Work to complete:
1. According to the arrow stork text, where can the stuffed Rostocker Pfeilstorch be seen today?
2. Resume the arrow stork text right after its last sentence and write the next passage.

Page text:
◆ ◆ ◆ ◆

A Pfeilstorch (arrow stork), /de/; plural Pfeilstörche, /de/) is a white stork that is injured by an arrow or spear while wintering in Africa and returns to Europe with the projectile stuck in its body. As of 2003, about 25 Pfeilstörche have been documented in Germany. Pfeilstörche were crucial in understanding the migration of European birds.

The first and most famous Pfeilstorch was a white stork found in 1822 near the German village of Klütz, at the time in the Grand Duchy of Mecklenburg-Schwerin (nowadays in the state of Mecklenburg-Vorpommern). It was carrying a 30 in spear from central Africa in its neck. The specimen was subsequently stuffed and can be seen today in the zoological collection of the University of Rostock. It is therefore referred to as the Rostocker Pfeilstorch.

◆ ◆ ◆ ◆

Listing:
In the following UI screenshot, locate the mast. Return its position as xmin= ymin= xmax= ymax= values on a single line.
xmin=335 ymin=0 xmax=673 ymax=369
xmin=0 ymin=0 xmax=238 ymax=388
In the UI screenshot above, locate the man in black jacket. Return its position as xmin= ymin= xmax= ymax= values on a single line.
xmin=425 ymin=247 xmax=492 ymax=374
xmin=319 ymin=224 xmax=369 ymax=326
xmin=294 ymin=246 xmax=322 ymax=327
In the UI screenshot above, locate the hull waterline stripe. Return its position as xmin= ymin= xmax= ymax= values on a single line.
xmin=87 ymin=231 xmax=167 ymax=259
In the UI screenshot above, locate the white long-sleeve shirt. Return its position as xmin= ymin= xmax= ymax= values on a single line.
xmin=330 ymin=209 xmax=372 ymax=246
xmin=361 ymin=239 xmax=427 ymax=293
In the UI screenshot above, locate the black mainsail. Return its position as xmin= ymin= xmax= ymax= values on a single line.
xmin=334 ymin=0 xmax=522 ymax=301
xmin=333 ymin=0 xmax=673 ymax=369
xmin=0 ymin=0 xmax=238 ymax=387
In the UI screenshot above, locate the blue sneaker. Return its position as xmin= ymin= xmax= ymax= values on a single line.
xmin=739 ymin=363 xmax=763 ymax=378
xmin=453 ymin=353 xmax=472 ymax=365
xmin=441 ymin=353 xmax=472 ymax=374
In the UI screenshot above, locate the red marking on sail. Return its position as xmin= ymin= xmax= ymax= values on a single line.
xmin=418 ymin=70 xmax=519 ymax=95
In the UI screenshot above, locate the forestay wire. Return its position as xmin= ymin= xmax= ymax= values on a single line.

◆ ◆ ◆ ◆

The results:
1. It is in the zoological collection of the University of Rostock.

2.
Before migration was understood, people struggled to explain the sudden annual disappearance of birds such as the white stork and barn swallow. Besides migration, some theories of the time held that they turned into other kinds of birds, mice, or hibernated underwater during the winter, and such theories were even propagated by zoologists of the time. The Rostocker Pfeilstorch in particular proved that birds migrate long distances to wintering grounds.

Ernst Schüz documented a number of birds with arrows stuck in them: a white-bellied stork collected in Tanganyika, a short-toed eagle in Hungary, a honey buzzard in Finland, and a black kite. He also reported swans and eiders with Inuit arrows. He noted in 1969 that sightings of birds with embedded arrows had declined because of the "unfortunate" replacement of bows and arrows with firearms.